» **EXERCISE REQUIREMENTS**
Rewrite the records from the line with "Where, in the image shown below, would" to the line with "350,195 -> 393,230", replacing "short black hair" with "dark curly hair" and leaving everything else unchanged. Omit the pictures from your answer.

» **AVAILABLE RECORDS**

— Start —

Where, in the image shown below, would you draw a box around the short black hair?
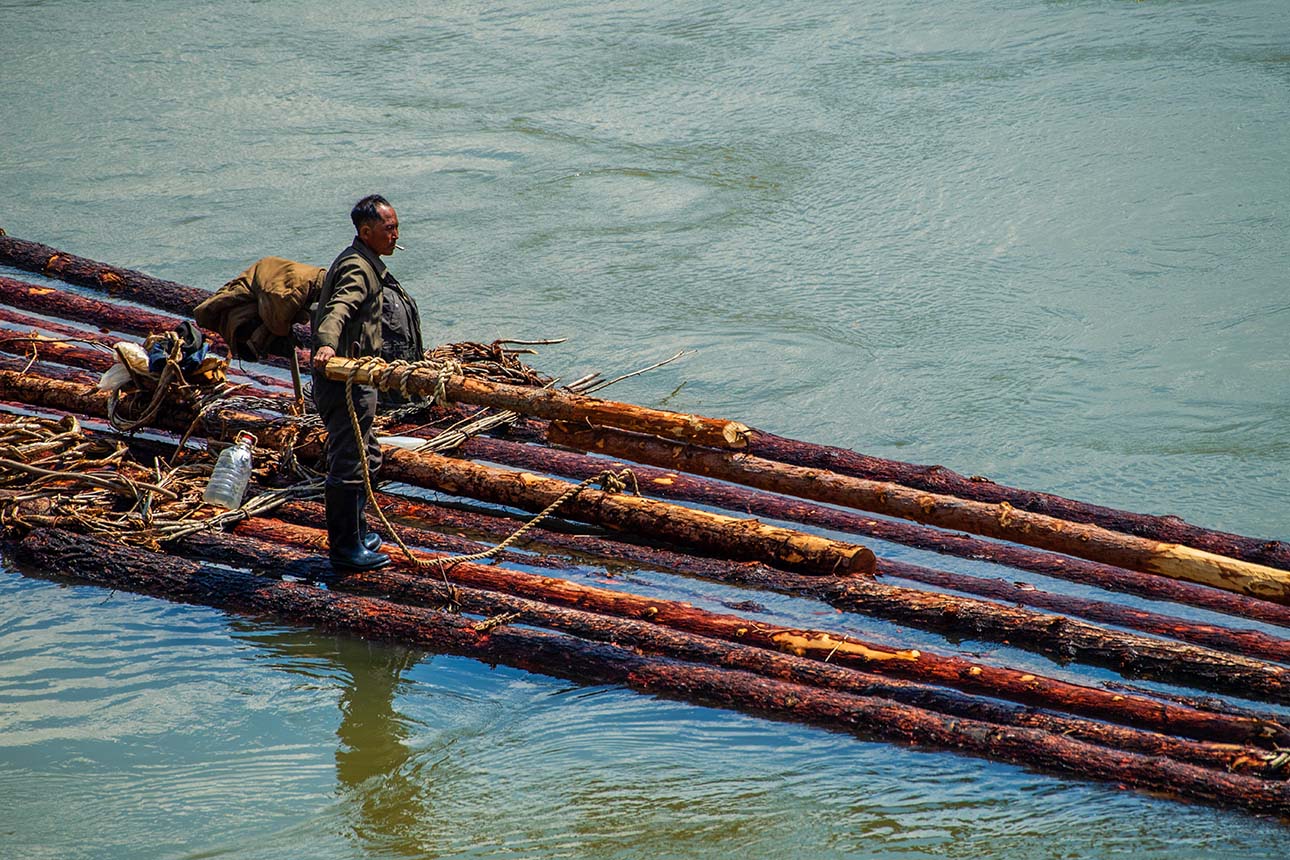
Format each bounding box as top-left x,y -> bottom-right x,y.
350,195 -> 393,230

— End —
— Start —

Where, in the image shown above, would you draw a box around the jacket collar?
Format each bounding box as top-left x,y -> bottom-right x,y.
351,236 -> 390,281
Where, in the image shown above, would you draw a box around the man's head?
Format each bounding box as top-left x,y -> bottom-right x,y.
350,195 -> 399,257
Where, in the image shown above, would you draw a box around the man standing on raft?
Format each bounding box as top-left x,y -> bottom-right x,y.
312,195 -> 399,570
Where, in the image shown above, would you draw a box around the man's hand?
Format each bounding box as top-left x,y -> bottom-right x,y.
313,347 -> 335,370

— End —
— Start —

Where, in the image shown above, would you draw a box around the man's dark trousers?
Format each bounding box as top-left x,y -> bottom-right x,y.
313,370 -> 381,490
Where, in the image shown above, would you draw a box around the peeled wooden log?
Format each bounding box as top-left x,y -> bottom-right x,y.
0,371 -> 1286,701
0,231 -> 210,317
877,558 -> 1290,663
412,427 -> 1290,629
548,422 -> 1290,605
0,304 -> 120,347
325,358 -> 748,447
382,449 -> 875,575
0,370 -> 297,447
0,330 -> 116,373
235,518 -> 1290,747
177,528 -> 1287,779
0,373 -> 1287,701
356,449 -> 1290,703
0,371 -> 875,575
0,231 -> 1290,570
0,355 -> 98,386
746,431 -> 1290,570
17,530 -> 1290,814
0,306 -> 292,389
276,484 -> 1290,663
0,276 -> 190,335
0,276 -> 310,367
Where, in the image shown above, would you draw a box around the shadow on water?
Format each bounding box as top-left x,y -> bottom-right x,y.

— End —

» **COMPLETED EXERCISE**
Where, in the image shown below, would you draw a box around the dark curly hair?
Format each bounding box as top-left x,y -> bottom-right x,y.
350,195 -> 393,230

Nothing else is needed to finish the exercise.